=== What you should do ===
Output each entry exactly; skip nothing.
"""
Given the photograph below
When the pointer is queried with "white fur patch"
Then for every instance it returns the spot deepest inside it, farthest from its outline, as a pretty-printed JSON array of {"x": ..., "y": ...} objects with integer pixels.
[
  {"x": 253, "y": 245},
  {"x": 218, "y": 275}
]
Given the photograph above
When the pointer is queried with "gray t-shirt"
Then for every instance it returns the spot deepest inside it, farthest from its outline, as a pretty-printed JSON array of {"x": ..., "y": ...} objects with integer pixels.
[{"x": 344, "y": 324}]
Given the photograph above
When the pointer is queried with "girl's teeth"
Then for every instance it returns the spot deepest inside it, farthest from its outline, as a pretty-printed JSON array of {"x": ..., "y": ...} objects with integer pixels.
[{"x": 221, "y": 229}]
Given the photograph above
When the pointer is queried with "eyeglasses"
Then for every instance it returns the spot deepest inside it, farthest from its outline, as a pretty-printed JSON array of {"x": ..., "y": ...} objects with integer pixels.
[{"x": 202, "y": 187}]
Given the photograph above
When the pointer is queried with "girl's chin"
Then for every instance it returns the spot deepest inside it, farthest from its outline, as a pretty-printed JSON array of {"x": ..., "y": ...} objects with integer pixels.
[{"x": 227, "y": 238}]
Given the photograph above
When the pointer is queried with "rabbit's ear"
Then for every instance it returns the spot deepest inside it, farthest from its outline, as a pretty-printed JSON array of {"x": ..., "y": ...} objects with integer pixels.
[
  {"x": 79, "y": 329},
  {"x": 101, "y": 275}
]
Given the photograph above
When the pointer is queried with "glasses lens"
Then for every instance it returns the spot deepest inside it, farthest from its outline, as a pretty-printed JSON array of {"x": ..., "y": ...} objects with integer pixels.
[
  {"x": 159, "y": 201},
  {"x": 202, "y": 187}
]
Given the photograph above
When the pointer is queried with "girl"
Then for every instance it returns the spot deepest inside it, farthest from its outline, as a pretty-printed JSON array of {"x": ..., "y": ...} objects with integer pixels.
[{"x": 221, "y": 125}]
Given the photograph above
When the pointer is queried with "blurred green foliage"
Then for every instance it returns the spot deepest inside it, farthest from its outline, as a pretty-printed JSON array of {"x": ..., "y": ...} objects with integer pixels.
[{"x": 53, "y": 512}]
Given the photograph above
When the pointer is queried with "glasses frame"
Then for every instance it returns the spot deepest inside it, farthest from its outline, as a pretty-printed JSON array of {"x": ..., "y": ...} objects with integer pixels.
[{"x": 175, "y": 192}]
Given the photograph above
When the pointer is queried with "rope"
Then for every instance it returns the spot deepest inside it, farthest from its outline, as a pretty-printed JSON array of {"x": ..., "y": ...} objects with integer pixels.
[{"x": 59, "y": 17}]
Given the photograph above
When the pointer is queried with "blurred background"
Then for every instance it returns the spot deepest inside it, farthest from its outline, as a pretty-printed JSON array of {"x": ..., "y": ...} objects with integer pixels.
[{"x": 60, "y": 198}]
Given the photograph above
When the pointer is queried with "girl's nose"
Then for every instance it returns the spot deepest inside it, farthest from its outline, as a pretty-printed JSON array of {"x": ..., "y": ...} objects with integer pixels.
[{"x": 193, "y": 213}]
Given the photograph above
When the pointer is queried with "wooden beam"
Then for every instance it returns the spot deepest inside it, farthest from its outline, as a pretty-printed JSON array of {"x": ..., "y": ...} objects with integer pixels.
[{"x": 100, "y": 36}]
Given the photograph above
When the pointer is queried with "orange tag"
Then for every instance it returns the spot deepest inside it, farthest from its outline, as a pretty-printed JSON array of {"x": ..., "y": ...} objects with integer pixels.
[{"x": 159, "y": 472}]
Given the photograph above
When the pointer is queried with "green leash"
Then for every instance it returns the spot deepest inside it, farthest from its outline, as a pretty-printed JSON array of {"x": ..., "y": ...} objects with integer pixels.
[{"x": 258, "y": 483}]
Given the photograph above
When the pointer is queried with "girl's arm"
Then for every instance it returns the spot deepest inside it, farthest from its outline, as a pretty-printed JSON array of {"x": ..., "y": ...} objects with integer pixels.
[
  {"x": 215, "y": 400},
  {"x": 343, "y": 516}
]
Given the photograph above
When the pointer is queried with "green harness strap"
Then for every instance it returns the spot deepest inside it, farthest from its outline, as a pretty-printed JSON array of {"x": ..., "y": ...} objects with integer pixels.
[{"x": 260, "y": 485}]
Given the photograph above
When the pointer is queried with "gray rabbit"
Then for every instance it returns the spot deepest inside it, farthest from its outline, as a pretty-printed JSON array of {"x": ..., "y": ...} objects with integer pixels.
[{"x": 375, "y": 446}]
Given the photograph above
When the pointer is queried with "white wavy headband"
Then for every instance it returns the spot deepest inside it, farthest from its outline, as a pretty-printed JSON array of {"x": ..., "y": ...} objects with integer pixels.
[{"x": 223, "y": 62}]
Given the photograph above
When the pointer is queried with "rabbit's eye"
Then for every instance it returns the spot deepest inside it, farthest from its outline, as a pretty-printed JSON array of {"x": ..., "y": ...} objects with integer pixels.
"""
=== Complete output ===
Given the photograph below
When the pointer is queried with "white fur patch"
Then for every instance it returns the spot deepest inside it, farthest from its outline, as a pretty-printed JSON array of {"x": ..., "y": ...} objects with integer pixels.
[
  {"x": 253, "y": 245},
  {"x": 218, "y": 275}
]
Given the photograph above
When the pointer is queried with "gray t-shirt"
Then for every instance it returns the spot deepest inside it, farthest from its outline, as a pretty-printed JSON array of {"x": ..., "y": ...} objects with integer pixels.
[{"x": 344, "y": 324}]
Given the photograph above
When the pointer is queried with "girl's teeth"
Then for every instance it returns the spot deepest inside it, farthest from its outline, as a pretty-printed JSON array of {"x": ..., "y": ...} objects with integer pixels.
[{"x": 221, "y": 229}]
Given the photograph above
When the pointer is queried with "eyeglasses"
Then for every instance it returns the spot deepest inside it, farthest from its outline, as a pretty-printed JSON array of {"x": ..., "y": ...} objects with integer pixels.
[{"x": 202, "y": 187}]
Given the photograph above
When the pointer is queried with "girl's chin"
Then for every instance it returns the spot deepest inside it, farthest from its outline, as a pretty-printed JSON array of {"x": ..., "y": ...} objects with integer pixels.
[{"x": 227, "y": 238}]
Given the photograph above
When the pointer is queried with "rabbit's ear"
Then for every instance it returns the spot deepest inside it, farthest from its outline, as a pretty-printed JSON array of {"x": ..., "y": ...} objects with integer pixels.
[
  {"x": 79, "y": 329},
  {"x": 101, "y": 275}
]
Given the photograph above
When the pointer is queried with "glasses lens"
Then for every instance it returns the spot deepest inside it, farthest from its outline, as a pretty-printed JSON array of {"x": ..., "y": ...} objects with integer pixels.
[
  {"x": 159, "y": 201},
  {"x": 202, "y": 187}
]
Given the photograph above
When the pointer is queried with "girl"
Then for every instance it returns the spot deepest inside it, farthest from its outline, as a pretty-printed JSON array of {"x": ..., "y": ...} objects with integer pixels.
[{"x": 221, "y": 125}]
Given the photograph above
When the pointer is queried with "blurred green foliage"
Then for every instance it returns the spot deepest inside it, farthest from its outline, as a pretty-printed JSON array of {"x": ..., "y": ...} objects with integer pixels.
[{"x": 53, "y": 512}]
Given the photograph above
When the pointer is queried with "glasses frame"
Then for every instance it returns the spot deepest inside it, farthest from its outline, as a pretty-printed JSON array of {"x": ..., "y": ...} objects with integer pixels.
[{"x": 175, "y": 192}]
Given the photograph above
When the pointer is queried with "rope"
Then for every instance it returns the spot deepest inside it, farthest from its outline, as a pretty-printed JSON array of {"x": ..., "y": ...} objects with integer pixels.
[{"x": 59, "y": 17}]
Given the photograph above
When the pointer is queried with "blurred background"
Then for every instance it returns the spot deepest inside it, farthest from its outline, as a pretty-printed JSON array of {"x": ..., "y": ...} objects with integer pixels.
[{"x": 60, "y": 198}]
Given the photograph above
When the pointer is queried with "girl's nose"
Then for every instance it returns the spot deepest inside it, farthest from its outline, as a pretty-printed JSON array of {"x": ..., "y": ...} objects with integer pixels.
[{"x": 193, "y": 213}]
Given the photograph above
When the pointer is queried with "wooden beam"
Then for every instance it returns the spot deepest inside it, farthest from its outline, as a pretty-printed JSON array of {"x": ..., "y": ...} objects with integer pixels.
[{"x": 100, "y": 36}]
Given the photograph above
When the pointer is queried with "orange tag"
Then for every instance it returns the spot deepest inside it, farthest from its outline, as a pretty-printed JSON array of {"x": ..., "y": ...} objects with integer pixels.
[{"x": 159, "y": 472}]
Given the photograph above
When the pointer is queried with "green leash"
Then for every instance it returns the spot deepest inside it, farthest from its outline, as a pretty-printed JSON array of {"x": ..., "y": ...} objects with integer pixels.
[{"x": 258, "y": 483}]
Given the photograph above
When the pointer is queried with "girl's arm"
Then for every instance it returns the spot deepest inside it, farthest from its outline, as a pretty-printed JSON array of {"x": ..., "y": ...} objects with integer pixels.
[
  {"x": 215, "y": 400},
  {"x": 343, "y": 516}
]
Given the photograph above
When the pointer is queried with "green harness strap"
Then for every instance it returns the spot deepest inside it, farthest from its outline, as a pretty-printed JSON array of {"x": ..., "y": ...} objects with integer pixels.
[{"x": 260, "y": 485}]
Given the photograph above
When the pointer is queried with "gray rabbit"
Then for every instance it returns the spot deepest inside it, farthest from its outline, as a pretty-printed JSON array of {"x": ..., "y": ...} objects with integer pixels.
[{"x": 375, "y": 446}]
Given the photograph above
When the pointer is queried with "white wavy headband"
Then for every instance it returns the spot deepest inside it, farthest from its outline, as a pretty-printed JSON array of {"x": ..., "y": ...} objects with integer pixels.
[{"x": 223, "y": 62}]
Given the photograph above
When the pointer is queried with "rabbit's eye"
Then for every instance it returns the spot deepest inside it, farthest from its outline, as a pretty-printed JSON array of {"x": ..., "y": ...} objects with integer pixels.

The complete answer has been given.